Exercise directions – Drop the images; return everything else in the listing below exactly.

Exercise materials –

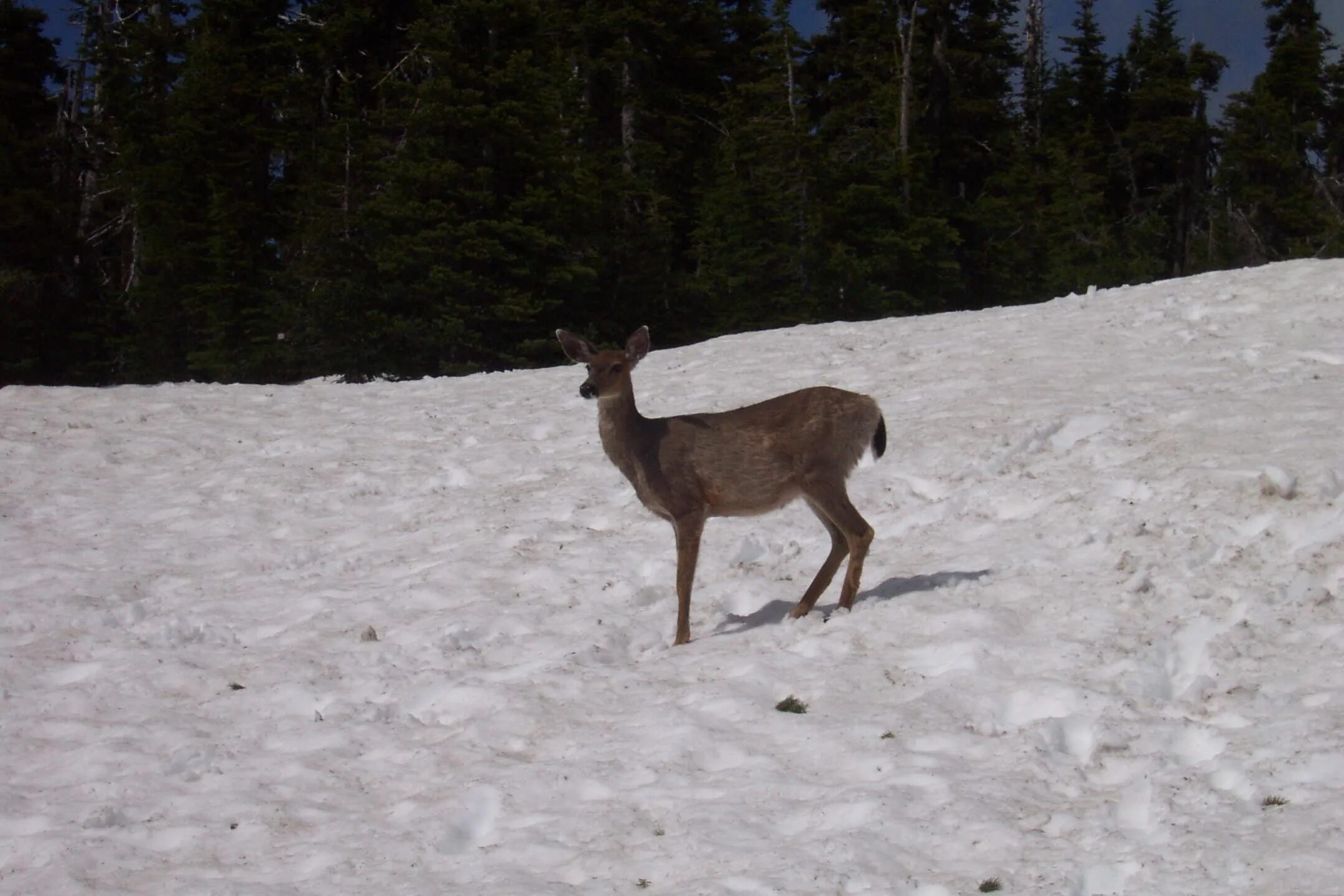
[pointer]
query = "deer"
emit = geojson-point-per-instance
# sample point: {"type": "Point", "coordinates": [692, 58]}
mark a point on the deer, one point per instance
{"type": "Point", "coordinates": [741, 462]}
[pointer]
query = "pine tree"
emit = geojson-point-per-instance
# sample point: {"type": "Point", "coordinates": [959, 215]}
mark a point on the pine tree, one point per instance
{"type": "Point", "coordinates": [754, 226]}
{"type": "Point", "coordinates": [882, 245]}
{"type": "Point", "coordinates": [1167, 146]}
{"type": "Point", "coordinates": [472, 234]}
{"type": "Point", "coordinates": [1280, 200]}
{"type": "Point", "coordinates": [35, 322]}
{"type": "Point", "coordinates": [1076, 227]}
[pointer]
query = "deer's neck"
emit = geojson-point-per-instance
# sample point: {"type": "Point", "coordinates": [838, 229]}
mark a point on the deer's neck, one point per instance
{"type": "Point", "coordinates": [620, 425]}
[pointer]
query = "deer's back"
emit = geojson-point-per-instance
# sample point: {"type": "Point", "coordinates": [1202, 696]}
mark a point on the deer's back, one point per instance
{"type": "Point", "coordinates": [754, 459]}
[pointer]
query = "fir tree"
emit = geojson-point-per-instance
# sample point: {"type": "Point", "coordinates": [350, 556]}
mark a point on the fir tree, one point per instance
{"type": "Point", "coordinates": [1279, 147]}
{"type": "Point", "coordinates": [35, 320]}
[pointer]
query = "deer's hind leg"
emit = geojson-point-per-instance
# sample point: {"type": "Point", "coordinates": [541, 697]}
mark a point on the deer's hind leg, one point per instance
{"type": "Point", "coordinates": [839, 548]}
{"type": "Point", "coordinates": [829, 497]}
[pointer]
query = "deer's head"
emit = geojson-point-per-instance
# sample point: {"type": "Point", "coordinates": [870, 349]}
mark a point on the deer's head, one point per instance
{"type": "Point", "coordinates": [609, 370]}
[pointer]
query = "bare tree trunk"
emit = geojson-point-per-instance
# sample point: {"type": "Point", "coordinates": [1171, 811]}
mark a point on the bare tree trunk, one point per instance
{"type": "Point", "coordinates": [627, 119]}
{"type": "Point", "coordinates": [906, 49]}
{"type": "Point", "coordinates": [1034, 74]}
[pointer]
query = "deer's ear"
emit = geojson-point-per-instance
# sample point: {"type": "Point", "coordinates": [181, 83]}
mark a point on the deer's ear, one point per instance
{"type": "Point", "coordinates": [637, 345]}
{"type": "Point", "coordinates": [577, 350]}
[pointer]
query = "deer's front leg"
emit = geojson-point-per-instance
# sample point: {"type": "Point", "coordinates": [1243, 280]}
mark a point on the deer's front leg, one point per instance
{"type": "Point", "coordinates": [689, 530]}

Output of the exercise –
[pointer]
query = "deer"
emit = geojson-point-per-instance
# sample point: {"type": "Point", "coordinates": [692, 58]}
mark a point on the deer, one point per instance
{"type": "Point", "coordinates": [741, 462]}
[pointer]
query = "pine tree"
emit = geojson-point-per-instance
# sample point: {"type": "Point", "coordinates": [959, 215]}
mark a point on the pine tree, one point per instance
{"type": "Point", "coordinates": [754, 226]}
{"type": "Point", "coordinates": [882, 245]}
{"type": "Point", "coordinates": [1167, 146]}
{"type": "Point", "coordinates": [472, 234]}
{"type": "Point", "coordinates": [1280, 200]}
{"type": "Point", "coordinates": [35, 322]}
{"type": "Point", "coordinates": [1076, 227]}
[pointer]
query = "deer's neck"
emit = geojson-point-per-instance
# sample point: {"type": "Point", "coordinates": [838, 229]}
mark a point on the deer's neck, one point per instance
{"type": "Point", "coordinates": [620, 425]}
[pointer]
query = "deer's back"
emit = geojson-point-per-instance
# sample point: {"type": "Point", "coordinates": [1202, 696]}
mark a point on the deer's back, one point per instance
{"type": "Point", "coordinates": [754, 459]}
[pointer]
query = "fir tree"
emit = geojson-point-per-instance
# sample point: {"type": "Point", "coordinates": [350, 556]}
mark a point on the fir tree, one point per instance
{"type": "Point", "coordinates": [1279, 147]}
{"type": "Point", "coordinates": [35, 320]}
[pointer]
query = "deer's hind leg"
emit = geojson-point-per-instance
# sample point: {"type": "Point", "coordinates": [541, 697]}
mark a point on the deer's hind leg, one point per instance
{"type": "Point", "coordinates": [839, 548]}
{"type": "Point", "coordinates": [829, 497]}
[pointer]
query = "deer's head"
emit = geojson-point-per-instance
# sample point: {"type": "Point", "coordinates": [870, 349]}
mark a point on the deer's head, one point per instance
{"type": "Point", "coordinates": [609, 370]}
[pointer]
query = "bare tree trunk"
emit = geojson-point-per-instance
# sample point: {"type": "Point", "coordinates": [1171, 811]}
mark a point on the bare tree trunk, one point per instance
{"type": "Point", "coordinates": [627, 119]}
{"type": "Point", "coordinates": [906, 49]}
{"type": "Point", "coordinates": [1034, 74]}
[pointer]
query = "deer's ear"
emit = geojson-point-per-instance
# sample point: {"type": "Point", "coordinates": [181, 83]}
mark a point on the deer's ear, one point per instance
{"type": "Point", "coordinates": [637, 345]}
{"type": "Point", "coordinates": [577, 350]}
[pointer]
query = "deer's front leg"
emit = geojson-point-per-instance
# sample point: {"type": "Point", "coordinates": [1243, 280]}
mark a point on the deer's front leg, one point per instance
{"type": "Point", "coordinates": [689, 530]}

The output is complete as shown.